# START OF SUPPLIED PASSAGE

AMD Vega 10, Vega 11, Vega 12 and Vega 20 Rumors and Discussion

https://www.youtube.com/user/amd/videos
Bunch of videos AMD recently uploaded.
  • "Removing resource management from the developer with Vega" Link
Most awesome news in long time. Someone is finally talking about games and fine grained automated memory paging from CPU memory. Hopefully Nvidia follows the suit. Professional (5000$+) Pascal P100 supports this already in CUDA. Link: http://www.techenablement.com/key-aspects-pascal-commercial-exascale-computing/. Now we just need consumer NV GPU support and graphics API support.

Future looks bright :)
 
Expecting a 530mm2 Vega not to clean with 1080 is lunacy. That would be the biggest fail AMD ever conceived.
 
Ur not taking into account drivers. As far as we know the drivers for vega were in alpha. And due to how different vega is from the past GCN we can be sure AMD have a lot of work to do with the drivers.

What we forget to take in account, is the run of the Vega was with V-sync fixed at 60fps ..... We have no idea at what fps it was run in reality. could be 61fps as 75 average. or maybe who now .. Honestly i dont know what will be the performance of it based on this demo.

It will be same thing for the TitanX if.v-sync is enabled.( and it is in some of link posted upper. )

i just cant tell for SW what was the performance of it based on a artificially fixed fps to 60fps. (v-sync on )

# END OF SUPPLIED PASSAGE

**STATED EXERCISE 1:** Reproduce the records starting with the line that contains "of the white" and going on through the last line of the records, both ends included, with the requests kept as they are and 51 added to every coordinate in the answers.

# START OF STORED ROWS

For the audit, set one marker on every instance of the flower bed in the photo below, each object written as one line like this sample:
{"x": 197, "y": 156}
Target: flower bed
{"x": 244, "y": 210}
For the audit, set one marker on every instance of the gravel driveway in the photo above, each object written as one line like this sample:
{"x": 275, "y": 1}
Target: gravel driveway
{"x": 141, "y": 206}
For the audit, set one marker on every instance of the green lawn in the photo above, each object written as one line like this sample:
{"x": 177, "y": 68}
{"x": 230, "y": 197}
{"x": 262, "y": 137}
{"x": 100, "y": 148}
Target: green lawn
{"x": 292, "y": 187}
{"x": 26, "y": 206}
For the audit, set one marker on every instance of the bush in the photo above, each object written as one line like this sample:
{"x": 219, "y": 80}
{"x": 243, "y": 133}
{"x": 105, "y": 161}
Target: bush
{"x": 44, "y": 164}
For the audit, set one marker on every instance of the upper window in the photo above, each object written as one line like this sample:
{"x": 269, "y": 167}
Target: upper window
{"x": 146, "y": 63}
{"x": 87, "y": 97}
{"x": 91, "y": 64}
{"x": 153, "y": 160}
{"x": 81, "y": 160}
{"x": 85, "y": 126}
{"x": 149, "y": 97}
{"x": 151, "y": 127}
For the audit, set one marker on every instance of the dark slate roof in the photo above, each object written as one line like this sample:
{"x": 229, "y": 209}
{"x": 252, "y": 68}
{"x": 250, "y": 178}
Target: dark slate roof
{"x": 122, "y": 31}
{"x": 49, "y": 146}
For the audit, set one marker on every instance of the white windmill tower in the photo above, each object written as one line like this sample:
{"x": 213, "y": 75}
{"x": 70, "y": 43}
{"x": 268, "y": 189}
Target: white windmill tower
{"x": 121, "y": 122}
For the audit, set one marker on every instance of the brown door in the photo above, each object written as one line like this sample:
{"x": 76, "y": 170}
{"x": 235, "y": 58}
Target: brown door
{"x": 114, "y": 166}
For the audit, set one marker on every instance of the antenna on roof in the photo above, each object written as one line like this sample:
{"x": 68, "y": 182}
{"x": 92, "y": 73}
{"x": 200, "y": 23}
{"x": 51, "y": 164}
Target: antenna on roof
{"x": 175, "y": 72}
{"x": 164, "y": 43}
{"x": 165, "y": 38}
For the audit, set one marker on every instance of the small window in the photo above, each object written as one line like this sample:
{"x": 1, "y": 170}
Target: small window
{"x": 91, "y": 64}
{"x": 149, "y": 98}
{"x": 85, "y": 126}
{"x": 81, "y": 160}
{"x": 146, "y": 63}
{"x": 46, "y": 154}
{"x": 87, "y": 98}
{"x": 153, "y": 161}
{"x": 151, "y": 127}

# END OF STORED ROWS

**STATED EXERCISE 2:** Copy the AMD Vega thread word for word, starting with "Ur not taking" and going on through "with the drivers.".

**SOLUTION 1:**
For the audit, set one marker on every instance of the white windmill tower in the photo above, each object written as one line like this sample:
{"x": 213, "y": 75}
{"x": 70, "y": 43}
{"x": 268, "y": 189}
Target: white windmill tower
{"x": 172, "y": 173}
For the audit, set one marker on every instance of the brown door in the photo above, each object written as one line like this sample:
{"x": 76, "y": 170}
{"x": 235, "y": 58}
Target: brown door
{"x": 165, "y": 217}
For the audit, set one marker on every instance of the antenna on roof in the photo above, each object written as one line like this sample:
{"x": 68, "y": 182}
{"x": 92, "y": 73}
{"x": 200, "y": 23}
{"x": 51, "y": 164}
Target: antenna on roof
{"x": 226, "y": 123}
{"x": 215, "y": 94}
{"x": 216, "y": 89}
For the audit, set one marker on every instance of the small window in the photo above, each object written as one line like this sample:
{"x": 1, "y": 170}
Target: small window
{"x": 142, "y": 115}
{"x": 200, "y": 149}
{"x": 136, "y": 177}
{"x": 132, "y": 211}
{"x": 197, "y": 114}
{"x": 97, "y": 205}
{"x": 138, "y": 149}
{"x": 204, "y": 212}
{"x": 202, "y": 178}

**SOLUTION 2:**
Ur not taking into account drivers. As far as we know the drivers for vega were in alpha. And due to how different vega is from the past GCN we can be sure AMD have a lot of work to do with the drivers.